### Information provided
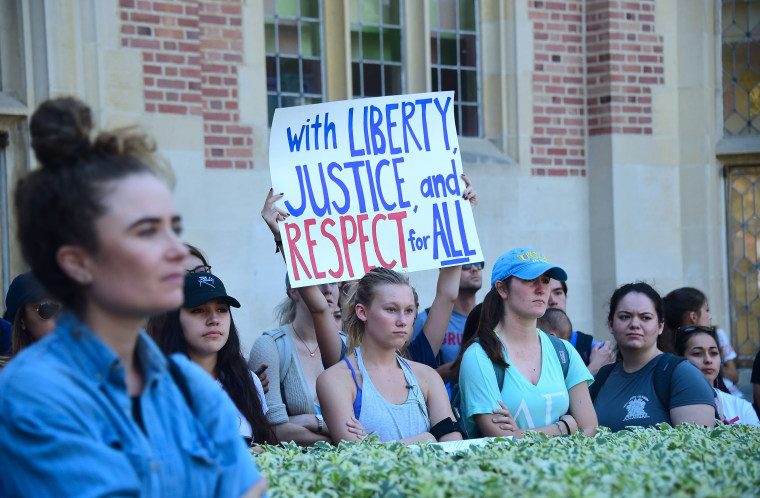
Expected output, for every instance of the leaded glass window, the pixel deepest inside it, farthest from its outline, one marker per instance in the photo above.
(294, 48)
(743, 215)
(741, 67)
(376, 56)
(454, 59)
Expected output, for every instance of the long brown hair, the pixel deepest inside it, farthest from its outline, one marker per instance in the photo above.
(491, 314)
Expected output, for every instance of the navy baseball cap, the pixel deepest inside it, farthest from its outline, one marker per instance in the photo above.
(526, 264)
(24, 289)
(203, 287)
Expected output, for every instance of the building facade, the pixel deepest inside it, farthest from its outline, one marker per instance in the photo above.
(620, 138)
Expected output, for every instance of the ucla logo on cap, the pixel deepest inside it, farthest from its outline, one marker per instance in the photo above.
(204, 280)
(532, 256)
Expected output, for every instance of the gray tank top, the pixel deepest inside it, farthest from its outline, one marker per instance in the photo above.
(392, 422)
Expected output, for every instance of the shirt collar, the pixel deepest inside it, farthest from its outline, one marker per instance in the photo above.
(99, 361)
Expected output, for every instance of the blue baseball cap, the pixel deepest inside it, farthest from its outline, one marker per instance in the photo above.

### What the exercise asks
Every word of the material above should be copied exactly; no pictures.

### Solved problem
Expected output, for every instance of the leaded glass window, the pixel deepest inside it, farthest from its outline, one marker per instance in the photo above.
(294, 48)
(743, 215)
(741, 67)
(376, 56)
(454, 59)
Expected output, for every instance of the long brown hair, the pixel deepest inside it, farthest from its outline, one marker per instance in the photo above.
(491, 314)
Expected output, for every instance of the navy baseball cap, the pixel deepest inside it, farthest from its outline, one marker per instance in the photo above.
(526, 264)
(24, 289)
(203, 287)
Expected output, for every instance of the building facade, the pixel deepest inside it, farthest from its outline, one marker per instance in the photo above.
(620, 138)
Expected output, for every instance of the ucla logo on cap, the pixel deepest inside it, farthest from its outline, one marker per instance in the photo above.
(204, 280)
(532, 256)
Expected output, for every instance of the gray tank top, the pixel deepest inside it, farthest from its outline, one marker per instance in the photo above.
(392, 422)
Expected output, for every instance of the shirt collar, the pixel deepest inside it, farthest from its outline, one marker per instance in the photo above.
(99, 361)
Expected output, for every instance of the blue baseball cap, the pixel deepest inside it, farthest from its outline, one marker per instance in the photo above.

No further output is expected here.